━━━ Recorded data

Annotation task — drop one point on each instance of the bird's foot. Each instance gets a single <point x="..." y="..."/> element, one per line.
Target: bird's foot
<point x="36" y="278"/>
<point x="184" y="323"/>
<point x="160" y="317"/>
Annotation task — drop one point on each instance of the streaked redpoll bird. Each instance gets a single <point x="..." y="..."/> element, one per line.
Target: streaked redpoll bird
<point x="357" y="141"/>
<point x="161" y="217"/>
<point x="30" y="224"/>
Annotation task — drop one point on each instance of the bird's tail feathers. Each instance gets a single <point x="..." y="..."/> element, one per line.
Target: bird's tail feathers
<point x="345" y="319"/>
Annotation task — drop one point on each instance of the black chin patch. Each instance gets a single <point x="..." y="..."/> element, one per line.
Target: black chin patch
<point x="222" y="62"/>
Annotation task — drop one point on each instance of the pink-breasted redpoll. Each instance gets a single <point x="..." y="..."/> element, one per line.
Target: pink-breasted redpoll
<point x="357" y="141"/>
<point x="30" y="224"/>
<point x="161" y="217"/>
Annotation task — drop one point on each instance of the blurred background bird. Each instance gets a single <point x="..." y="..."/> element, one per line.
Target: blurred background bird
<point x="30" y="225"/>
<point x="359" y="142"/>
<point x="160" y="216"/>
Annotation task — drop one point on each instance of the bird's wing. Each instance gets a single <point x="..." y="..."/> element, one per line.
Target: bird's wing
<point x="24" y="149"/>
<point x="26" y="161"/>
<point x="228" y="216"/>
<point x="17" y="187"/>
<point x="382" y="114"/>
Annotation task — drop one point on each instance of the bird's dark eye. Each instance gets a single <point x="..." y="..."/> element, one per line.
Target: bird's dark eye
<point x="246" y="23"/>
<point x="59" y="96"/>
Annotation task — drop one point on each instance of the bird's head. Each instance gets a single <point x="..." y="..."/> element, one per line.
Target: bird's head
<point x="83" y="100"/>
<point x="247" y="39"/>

━━━━━━

# [Task objective]
Transcribe each entry word for word.

# [Final answer]
Annotation task — drop one point on each instance of the bird's foot. Each instance gets a single <point x="..." y="..."/> element, one per line.
Target: bird's foot
<point x="36" y="278"/>
<point x="184" y="323"/>
<point x="160" y="317"/>
Annotation task — drop one point on each instance of the streaked redpoll bird. Each instance gets a single <point x="..." y="..."/> element, one per line.
Target: streaked redpoll bird
<point x="357" y="141"/>
<point x="161" y="217"/>
<point x="30" y="224"/>
Annotation task — drop one point on each instance of the bird's tail feathers. Each instance gets a single <point x="..." y="..."/> element, one per line.
Target: bird's tail feathers
<point x="345" y="319"/>
Annotation task — drop one point on each instance of the black chin patch. Each instance gets a single <point x="..." y="..."/> element, one per line.
Target: black chin patch
<point x="222" y="62"/>
Annotation task — drop one point on each instance of the pink-breasted redpoll. Each instance gets a single <point x="..." y="..."/> element, one per line.
Target: pink-breasted redpoll
<point x="357" y="141"/>
<point x="30" y="224"/>
<point x="161" y="217"/>
Annotation task — drop one point on each instance of the blurred background bird. Each instance gets a single <point x="..." y="..."/> element, one per line.
Target: blurred background bird
<point x="30" y="225"/>
<point x="359" y="142"/>
<point x="160" y="216"/>
Annotation task — drop one point on each instance of the bird's wing. Each instance gets a single <point x="..." y="..."/> element, one per line.
Target: bird's wing
<point x="24" y="149"/>
<point x="26" y="161"/>
<point x="228" y="216"/>
<point x="17" y="187"/>
<point x="382" y="114"/>
Annotation task — drop one point on each instance of the bird's dark eye. Each instance gets a single <point x="..." y="..."/> element, one per line.
Target: bird's dark eye
<point x="246" y="23"/>
<point x="59" y="96"/>
Annotation task — drop one point on each instance of the bird's head. Each instance gets a single <point x="..." y="..."/> element, one per line.
Target: bird's head
<point x="83" y="100"/>
<point x="247" y="39"/>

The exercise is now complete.